Task description:
Output the stretch of the items from the line containing "query: the noun phrase to segment: pale" through the end of the items as a Markdown table with the columns "No." and "Text", one numbered row per line, and skip blank lines.

#### Data supplied ####

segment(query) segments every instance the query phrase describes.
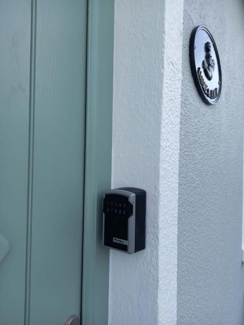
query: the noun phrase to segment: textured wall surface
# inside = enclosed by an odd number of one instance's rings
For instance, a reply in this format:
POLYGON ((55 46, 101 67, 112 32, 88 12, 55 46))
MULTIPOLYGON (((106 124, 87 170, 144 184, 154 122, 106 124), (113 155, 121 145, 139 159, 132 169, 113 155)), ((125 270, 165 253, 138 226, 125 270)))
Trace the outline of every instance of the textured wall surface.
POLYGON ((110 251, 109 323, 175 325, 183 6, 115 2, 112 186, 146 190, 146 248, 110 251))
POLYGON ((185 1, 179 167, 178 325, 242 325, 241 265, 244 4, 185 1), (189 40, 205 25, 223 87, 216 106, 194 86, 189 40))

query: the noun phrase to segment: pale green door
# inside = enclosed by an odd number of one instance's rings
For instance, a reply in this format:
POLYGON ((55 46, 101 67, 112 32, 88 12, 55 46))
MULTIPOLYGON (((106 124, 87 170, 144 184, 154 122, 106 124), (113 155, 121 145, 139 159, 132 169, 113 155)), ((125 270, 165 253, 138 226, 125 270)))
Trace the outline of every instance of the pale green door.
POLYGON ((85 0, 0 0, 3 325, 81 312, 86 19, 85 0))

####

Task answer:
| No. | Text |
|---|---|
| 1 | query: the noun phrase to segment: pale green door |
| 2 | # inside = enclosed by an odd number of one instance's rings |
| 3 | For instance, a reply in this format: |
| 4 | POLYGON ((55 46, 101 67, 112 32, 88 12, 55 46)) |
| 5 | MULTIPOLYGON (((106 124, 87 170, 144 184, 154 122, 106 124), (113 155, 121 145, 139 159, 132 169, 113 155)), ((125 270, 165 253, 138 226, 125 270))) |
| 6 | Trace the outline of every instance of the pale green door. |
| 7 | POLYGON ((85 0, 0 0, 3 325, 81 312, 86 19, 85 0)) |